Input data ▸
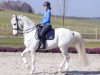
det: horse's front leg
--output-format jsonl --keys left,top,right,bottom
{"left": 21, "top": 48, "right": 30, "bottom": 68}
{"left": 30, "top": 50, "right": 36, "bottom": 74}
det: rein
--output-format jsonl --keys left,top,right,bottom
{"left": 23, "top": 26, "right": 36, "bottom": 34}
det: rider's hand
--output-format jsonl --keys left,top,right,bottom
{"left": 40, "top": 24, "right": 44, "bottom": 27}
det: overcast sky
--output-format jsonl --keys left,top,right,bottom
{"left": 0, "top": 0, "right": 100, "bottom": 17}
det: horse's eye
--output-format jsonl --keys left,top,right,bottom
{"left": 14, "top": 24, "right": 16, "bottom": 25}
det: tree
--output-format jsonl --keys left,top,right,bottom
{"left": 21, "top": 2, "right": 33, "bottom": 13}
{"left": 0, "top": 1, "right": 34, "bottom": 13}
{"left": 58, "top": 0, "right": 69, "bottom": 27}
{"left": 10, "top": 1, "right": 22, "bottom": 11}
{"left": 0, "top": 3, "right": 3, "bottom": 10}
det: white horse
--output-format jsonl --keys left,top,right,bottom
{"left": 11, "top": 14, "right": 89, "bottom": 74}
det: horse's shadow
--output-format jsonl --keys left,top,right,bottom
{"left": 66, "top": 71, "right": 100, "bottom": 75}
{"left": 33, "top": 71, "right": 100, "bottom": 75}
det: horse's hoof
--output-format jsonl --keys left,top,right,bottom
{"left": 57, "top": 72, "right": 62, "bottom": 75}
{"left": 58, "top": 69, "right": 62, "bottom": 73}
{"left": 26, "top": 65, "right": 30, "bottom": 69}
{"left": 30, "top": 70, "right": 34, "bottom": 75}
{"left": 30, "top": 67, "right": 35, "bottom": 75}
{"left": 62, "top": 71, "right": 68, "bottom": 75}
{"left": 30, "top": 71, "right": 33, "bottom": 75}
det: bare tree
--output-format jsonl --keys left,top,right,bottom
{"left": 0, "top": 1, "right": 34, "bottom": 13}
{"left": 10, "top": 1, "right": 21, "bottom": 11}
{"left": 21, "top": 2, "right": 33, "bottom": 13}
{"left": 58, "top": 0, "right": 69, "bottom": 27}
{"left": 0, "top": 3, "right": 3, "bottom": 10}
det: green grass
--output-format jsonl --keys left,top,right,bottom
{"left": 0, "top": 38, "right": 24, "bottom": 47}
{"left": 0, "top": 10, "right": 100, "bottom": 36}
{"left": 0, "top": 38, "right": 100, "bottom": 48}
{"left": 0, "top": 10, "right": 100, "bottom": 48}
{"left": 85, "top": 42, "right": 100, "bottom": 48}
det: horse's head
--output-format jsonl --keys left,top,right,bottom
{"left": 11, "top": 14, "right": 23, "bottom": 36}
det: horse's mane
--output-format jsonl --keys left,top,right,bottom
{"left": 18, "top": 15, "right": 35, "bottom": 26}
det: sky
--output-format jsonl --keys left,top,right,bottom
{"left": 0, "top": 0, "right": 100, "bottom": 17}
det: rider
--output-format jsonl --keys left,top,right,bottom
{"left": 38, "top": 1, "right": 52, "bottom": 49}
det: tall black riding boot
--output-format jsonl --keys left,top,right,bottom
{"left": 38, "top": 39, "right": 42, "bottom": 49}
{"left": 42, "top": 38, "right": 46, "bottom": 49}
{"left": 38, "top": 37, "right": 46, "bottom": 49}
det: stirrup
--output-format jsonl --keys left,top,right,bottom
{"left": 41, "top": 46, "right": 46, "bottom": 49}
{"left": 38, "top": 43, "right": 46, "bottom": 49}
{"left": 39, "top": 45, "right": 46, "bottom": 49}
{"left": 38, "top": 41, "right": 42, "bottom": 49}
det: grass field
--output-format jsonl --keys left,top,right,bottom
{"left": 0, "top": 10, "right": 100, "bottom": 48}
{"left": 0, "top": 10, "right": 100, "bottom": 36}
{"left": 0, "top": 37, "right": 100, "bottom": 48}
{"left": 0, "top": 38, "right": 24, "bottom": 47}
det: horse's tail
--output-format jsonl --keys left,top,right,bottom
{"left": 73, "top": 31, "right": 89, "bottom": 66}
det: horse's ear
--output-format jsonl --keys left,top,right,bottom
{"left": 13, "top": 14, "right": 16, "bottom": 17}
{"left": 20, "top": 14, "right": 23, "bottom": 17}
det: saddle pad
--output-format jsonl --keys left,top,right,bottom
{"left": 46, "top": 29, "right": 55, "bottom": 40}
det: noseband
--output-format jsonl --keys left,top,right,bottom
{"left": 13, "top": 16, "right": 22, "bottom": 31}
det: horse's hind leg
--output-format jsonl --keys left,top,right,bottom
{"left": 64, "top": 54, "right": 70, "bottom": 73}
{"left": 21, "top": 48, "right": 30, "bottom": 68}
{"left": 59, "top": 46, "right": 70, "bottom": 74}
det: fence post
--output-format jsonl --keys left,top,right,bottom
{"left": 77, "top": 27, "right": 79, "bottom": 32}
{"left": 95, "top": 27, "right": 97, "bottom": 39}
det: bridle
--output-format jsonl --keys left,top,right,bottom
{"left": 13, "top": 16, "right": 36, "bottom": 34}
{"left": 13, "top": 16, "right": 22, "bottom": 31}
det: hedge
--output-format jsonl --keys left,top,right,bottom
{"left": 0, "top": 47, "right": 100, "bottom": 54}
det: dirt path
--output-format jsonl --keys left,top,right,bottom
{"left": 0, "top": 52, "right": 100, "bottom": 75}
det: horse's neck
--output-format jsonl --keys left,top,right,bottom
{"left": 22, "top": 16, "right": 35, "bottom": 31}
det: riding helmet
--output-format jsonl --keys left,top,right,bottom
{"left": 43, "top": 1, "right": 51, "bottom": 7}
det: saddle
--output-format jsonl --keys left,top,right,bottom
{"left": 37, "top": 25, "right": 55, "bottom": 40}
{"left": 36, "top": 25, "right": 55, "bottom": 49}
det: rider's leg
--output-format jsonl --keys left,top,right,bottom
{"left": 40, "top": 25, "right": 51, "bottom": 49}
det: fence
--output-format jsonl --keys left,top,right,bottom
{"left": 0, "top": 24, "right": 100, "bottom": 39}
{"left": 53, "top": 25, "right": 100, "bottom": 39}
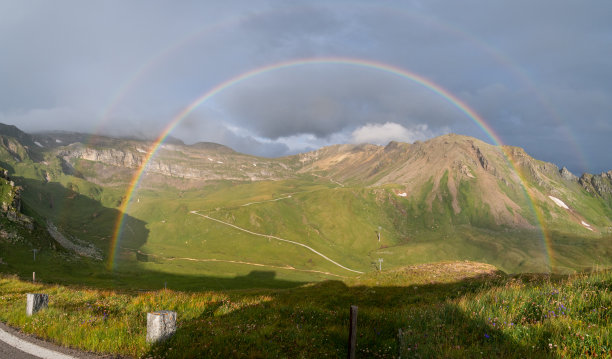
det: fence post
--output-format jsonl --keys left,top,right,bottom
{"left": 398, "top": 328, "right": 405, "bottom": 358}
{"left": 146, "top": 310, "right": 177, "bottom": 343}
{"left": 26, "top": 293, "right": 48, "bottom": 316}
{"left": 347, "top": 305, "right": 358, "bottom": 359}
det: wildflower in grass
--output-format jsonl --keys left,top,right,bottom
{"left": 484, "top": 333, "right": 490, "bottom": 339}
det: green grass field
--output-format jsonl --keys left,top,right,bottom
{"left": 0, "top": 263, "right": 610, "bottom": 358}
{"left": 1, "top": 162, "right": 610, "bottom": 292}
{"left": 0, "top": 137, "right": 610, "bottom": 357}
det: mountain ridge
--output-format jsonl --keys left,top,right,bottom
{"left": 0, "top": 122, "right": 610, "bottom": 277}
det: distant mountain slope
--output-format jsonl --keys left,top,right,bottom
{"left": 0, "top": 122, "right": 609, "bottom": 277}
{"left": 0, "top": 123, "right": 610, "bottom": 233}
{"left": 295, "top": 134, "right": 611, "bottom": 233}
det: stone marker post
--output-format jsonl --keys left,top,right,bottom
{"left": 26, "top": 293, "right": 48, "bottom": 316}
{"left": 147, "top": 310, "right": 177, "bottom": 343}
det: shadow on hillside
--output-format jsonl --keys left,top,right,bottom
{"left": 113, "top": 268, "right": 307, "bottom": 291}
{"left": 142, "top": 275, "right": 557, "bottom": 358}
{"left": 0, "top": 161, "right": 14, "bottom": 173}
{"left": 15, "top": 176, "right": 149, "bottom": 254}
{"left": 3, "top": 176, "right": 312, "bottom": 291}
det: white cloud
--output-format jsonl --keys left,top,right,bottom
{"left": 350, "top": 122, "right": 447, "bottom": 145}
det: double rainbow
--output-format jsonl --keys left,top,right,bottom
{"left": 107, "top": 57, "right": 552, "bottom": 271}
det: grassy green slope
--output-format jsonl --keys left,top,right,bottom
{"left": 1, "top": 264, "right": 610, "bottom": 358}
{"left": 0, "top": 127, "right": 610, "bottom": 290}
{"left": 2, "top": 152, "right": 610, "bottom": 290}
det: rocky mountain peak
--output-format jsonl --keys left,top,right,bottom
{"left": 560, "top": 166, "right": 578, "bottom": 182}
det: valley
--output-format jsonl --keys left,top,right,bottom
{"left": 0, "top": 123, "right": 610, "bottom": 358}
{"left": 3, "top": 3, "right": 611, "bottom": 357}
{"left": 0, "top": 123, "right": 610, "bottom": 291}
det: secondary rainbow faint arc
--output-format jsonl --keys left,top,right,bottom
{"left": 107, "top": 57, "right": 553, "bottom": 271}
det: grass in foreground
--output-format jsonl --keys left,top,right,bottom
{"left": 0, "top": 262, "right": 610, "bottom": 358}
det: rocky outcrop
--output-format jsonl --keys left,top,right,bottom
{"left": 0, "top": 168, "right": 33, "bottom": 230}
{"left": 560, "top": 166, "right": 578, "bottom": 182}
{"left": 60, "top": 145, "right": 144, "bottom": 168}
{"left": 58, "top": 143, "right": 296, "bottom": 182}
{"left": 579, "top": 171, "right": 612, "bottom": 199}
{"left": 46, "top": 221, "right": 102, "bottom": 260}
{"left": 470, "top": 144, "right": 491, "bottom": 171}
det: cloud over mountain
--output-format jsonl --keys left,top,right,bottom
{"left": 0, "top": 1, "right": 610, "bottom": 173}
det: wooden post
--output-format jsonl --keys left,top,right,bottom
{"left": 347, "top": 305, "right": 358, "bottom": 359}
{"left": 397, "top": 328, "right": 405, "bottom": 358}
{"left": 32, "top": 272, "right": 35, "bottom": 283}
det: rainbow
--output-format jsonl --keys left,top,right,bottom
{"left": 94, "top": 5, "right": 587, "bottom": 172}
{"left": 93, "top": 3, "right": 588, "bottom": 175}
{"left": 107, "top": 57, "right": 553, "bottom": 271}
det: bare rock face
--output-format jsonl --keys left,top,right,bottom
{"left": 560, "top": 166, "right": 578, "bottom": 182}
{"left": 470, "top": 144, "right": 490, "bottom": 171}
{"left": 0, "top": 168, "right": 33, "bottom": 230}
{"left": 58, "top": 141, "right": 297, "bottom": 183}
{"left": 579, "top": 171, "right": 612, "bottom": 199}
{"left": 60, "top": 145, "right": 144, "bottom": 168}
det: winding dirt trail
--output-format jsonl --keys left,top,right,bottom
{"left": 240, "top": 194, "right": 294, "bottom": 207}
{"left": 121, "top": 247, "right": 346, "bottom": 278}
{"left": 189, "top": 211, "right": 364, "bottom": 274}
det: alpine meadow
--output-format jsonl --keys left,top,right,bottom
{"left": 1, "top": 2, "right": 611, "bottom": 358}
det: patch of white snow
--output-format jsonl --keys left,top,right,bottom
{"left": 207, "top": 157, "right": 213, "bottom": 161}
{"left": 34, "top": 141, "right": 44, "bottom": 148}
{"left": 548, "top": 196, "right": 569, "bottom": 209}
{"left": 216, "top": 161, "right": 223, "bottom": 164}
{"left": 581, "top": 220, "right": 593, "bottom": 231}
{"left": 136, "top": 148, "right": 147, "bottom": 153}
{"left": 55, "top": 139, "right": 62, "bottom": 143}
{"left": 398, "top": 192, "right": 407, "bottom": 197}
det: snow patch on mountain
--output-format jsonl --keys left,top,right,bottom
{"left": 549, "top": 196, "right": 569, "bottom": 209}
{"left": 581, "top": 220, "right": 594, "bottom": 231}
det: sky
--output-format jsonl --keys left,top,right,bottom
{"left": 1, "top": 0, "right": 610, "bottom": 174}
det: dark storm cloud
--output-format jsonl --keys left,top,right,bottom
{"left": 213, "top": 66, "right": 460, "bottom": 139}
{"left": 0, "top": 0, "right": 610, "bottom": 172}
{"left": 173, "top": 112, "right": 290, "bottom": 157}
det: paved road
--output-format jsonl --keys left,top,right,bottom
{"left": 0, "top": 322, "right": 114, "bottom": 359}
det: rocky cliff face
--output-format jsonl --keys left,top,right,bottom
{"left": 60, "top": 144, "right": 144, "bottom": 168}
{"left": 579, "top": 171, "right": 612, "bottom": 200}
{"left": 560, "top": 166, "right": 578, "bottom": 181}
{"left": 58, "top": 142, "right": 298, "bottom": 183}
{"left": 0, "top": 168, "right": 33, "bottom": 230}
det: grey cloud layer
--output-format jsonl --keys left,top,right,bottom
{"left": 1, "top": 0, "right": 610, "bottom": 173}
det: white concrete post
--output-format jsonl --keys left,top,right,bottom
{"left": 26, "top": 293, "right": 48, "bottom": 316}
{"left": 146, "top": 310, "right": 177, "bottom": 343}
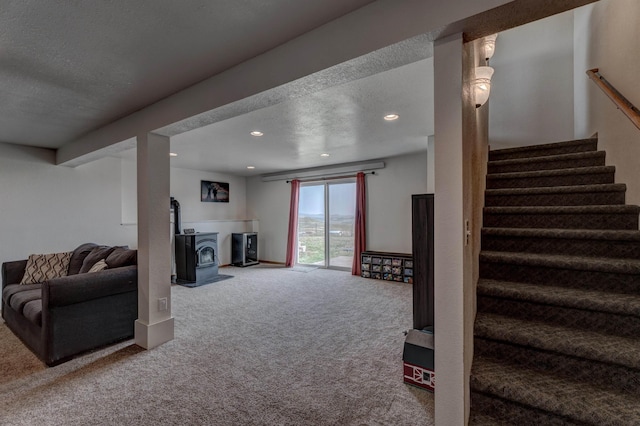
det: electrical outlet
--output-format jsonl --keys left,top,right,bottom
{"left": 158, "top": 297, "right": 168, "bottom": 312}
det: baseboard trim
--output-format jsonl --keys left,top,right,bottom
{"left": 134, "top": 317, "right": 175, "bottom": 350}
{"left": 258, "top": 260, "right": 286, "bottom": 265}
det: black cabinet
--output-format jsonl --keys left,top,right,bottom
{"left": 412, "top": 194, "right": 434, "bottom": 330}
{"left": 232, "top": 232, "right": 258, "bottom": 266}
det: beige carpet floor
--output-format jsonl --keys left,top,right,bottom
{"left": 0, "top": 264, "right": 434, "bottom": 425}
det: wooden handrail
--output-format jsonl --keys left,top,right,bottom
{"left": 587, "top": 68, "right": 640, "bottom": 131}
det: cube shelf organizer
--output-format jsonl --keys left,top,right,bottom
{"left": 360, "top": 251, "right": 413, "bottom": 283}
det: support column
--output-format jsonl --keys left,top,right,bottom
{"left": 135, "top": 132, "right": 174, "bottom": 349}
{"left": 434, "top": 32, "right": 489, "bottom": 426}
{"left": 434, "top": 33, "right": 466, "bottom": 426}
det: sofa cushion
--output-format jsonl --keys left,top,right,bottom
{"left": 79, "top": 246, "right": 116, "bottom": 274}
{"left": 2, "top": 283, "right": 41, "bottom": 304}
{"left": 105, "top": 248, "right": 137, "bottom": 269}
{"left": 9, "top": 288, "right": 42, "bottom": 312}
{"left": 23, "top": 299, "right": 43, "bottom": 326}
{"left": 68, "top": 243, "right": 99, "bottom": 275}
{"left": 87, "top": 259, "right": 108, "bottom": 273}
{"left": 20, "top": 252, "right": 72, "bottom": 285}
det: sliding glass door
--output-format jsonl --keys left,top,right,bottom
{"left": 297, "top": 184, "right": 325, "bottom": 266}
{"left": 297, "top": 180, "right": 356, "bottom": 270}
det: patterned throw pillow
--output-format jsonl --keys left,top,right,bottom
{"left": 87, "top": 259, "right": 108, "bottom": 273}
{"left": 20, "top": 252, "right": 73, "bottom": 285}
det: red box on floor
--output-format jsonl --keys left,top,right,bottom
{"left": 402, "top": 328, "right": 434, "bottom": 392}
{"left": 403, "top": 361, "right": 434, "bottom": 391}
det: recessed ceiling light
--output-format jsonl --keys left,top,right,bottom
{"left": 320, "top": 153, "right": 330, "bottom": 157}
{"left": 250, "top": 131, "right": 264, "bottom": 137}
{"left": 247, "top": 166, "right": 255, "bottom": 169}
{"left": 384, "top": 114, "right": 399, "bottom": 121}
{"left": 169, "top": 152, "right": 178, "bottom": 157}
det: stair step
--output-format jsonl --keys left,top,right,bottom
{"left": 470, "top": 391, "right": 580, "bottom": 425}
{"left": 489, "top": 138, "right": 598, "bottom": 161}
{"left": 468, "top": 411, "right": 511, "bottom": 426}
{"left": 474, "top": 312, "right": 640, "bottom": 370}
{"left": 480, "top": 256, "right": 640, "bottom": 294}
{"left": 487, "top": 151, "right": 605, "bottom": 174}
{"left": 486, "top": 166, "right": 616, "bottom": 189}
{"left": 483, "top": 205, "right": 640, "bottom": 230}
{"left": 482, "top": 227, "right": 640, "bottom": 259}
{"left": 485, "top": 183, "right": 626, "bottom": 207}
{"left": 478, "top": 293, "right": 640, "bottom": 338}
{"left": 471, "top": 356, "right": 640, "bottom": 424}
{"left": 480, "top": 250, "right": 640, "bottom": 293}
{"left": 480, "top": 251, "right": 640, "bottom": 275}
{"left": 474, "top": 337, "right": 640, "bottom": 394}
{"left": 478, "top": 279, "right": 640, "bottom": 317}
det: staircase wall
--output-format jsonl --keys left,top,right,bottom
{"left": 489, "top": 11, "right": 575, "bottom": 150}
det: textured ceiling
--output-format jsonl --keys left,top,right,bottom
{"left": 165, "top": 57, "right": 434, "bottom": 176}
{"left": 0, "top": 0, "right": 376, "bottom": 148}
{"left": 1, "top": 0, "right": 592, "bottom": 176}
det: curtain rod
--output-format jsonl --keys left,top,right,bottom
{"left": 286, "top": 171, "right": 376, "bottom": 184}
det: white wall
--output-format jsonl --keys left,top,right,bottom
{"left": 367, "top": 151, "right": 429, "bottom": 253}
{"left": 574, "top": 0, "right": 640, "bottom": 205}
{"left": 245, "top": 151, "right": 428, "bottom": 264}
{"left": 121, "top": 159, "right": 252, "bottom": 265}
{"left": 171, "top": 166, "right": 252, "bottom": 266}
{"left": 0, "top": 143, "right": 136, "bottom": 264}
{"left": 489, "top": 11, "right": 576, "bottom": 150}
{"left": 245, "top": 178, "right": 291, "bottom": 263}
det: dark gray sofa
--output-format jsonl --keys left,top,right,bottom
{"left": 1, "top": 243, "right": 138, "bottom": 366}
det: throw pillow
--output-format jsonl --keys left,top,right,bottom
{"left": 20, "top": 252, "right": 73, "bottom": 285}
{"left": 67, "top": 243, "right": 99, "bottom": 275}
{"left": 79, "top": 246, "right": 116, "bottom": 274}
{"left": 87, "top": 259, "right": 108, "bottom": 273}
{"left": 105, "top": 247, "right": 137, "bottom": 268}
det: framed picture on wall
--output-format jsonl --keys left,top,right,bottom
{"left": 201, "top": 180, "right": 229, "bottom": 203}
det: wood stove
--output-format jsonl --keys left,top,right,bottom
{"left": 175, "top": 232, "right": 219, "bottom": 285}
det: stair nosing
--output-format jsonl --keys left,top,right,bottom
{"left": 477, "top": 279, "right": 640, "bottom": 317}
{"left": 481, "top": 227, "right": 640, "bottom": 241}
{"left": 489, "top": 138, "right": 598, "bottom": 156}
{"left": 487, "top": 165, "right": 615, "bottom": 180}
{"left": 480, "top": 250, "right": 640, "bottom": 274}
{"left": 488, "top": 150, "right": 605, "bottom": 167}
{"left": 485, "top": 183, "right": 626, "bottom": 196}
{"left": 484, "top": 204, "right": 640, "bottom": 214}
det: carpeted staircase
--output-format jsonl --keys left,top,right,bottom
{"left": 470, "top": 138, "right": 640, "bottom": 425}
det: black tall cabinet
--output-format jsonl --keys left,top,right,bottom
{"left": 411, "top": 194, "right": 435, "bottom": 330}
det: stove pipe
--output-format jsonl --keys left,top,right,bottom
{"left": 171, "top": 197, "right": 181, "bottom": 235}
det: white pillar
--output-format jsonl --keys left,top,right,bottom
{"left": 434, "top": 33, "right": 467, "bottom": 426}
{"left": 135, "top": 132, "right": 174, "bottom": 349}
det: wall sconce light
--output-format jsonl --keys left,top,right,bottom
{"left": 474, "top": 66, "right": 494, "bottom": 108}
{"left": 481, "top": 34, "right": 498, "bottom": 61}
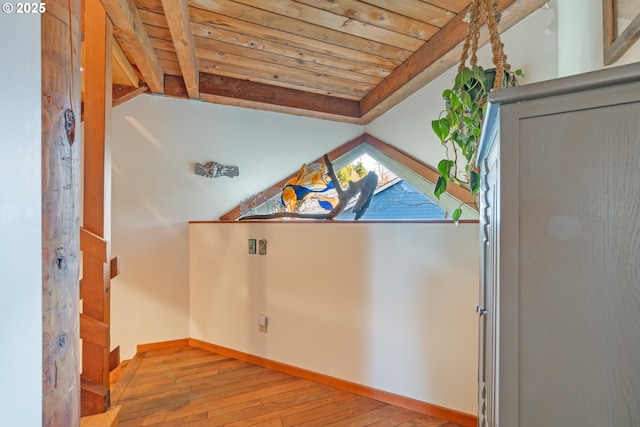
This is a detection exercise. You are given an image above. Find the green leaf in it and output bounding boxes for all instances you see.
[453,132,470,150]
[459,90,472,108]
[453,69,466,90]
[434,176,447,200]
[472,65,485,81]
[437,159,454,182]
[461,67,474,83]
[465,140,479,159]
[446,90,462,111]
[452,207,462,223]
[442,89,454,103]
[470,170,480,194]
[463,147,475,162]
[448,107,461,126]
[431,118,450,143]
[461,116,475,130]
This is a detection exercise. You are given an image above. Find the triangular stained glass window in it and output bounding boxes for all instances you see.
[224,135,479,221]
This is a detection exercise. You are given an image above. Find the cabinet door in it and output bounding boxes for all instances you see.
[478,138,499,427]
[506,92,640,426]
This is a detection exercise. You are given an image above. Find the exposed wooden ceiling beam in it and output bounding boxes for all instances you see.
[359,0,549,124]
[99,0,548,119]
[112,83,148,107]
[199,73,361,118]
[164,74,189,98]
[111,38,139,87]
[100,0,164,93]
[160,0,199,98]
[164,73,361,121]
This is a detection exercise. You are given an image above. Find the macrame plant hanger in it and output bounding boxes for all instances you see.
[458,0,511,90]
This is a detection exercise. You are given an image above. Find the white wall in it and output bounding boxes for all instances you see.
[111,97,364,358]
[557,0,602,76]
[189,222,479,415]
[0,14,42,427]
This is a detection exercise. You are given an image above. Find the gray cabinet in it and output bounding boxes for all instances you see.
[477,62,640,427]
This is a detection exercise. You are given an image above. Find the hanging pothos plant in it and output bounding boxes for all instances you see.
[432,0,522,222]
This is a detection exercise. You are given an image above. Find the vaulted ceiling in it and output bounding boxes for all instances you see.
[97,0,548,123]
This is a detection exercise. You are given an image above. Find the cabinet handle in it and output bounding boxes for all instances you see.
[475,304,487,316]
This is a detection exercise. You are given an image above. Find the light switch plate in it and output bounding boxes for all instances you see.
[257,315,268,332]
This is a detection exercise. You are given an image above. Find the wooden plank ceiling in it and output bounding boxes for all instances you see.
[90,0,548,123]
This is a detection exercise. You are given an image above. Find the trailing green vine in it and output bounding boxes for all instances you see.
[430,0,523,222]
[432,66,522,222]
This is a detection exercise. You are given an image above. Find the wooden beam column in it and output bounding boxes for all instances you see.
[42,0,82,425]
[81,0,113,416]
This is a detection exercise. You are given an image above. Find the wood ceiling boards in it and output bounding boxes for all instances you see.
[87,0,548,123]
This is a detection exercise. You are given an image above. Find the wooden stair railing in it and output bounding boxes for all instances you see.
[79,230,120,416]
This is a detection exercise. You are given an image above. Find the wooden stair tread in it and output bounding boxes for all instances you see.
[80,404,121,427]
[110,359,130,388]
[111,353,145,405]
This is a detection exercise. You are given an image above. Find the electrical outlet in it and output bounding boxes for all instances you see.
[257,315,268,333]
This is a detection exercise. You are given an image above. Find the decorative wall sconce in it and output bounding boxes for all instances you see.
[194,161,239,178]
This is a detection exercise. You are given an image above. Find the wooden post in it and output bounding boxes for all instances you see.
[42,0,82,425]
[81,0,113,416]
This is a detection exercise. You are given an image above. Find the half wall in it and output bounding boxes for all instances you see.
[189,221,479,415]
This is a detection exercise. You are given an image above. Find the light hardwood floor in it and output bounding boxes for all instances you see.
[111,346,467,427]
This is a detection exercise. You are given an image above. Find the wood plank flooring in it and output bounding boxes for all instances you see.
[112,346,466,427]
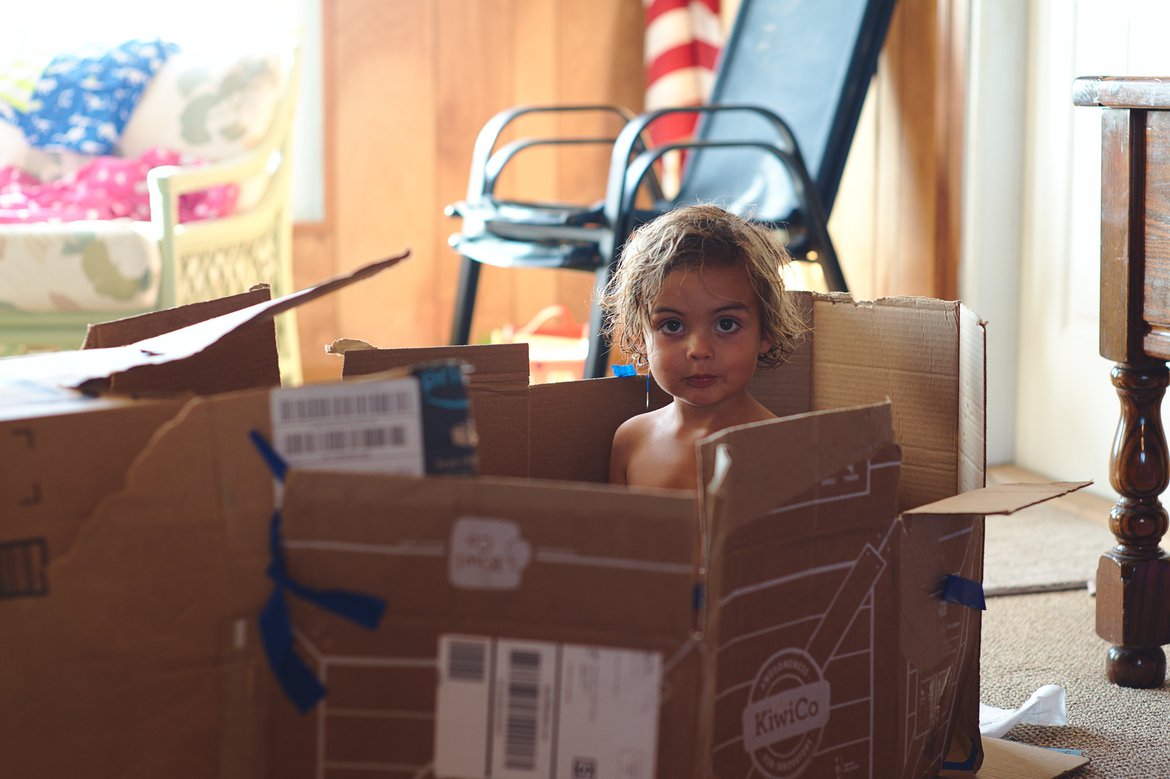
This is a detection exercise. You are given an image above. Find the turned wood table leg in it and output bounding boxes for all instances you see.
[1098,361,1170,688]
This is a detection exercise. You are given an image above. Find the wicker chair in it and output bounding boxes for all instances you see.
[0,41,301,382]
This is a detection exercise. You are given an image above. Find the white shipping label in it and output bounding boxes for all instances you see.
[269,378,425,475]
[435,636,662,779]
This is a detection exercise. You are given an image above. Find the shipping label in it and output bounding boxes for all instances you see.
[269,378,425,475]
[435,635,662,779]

Task prompt ▸
Please say how many lines in the records above contain the word "riding", and give only that number.

Task result ▸
2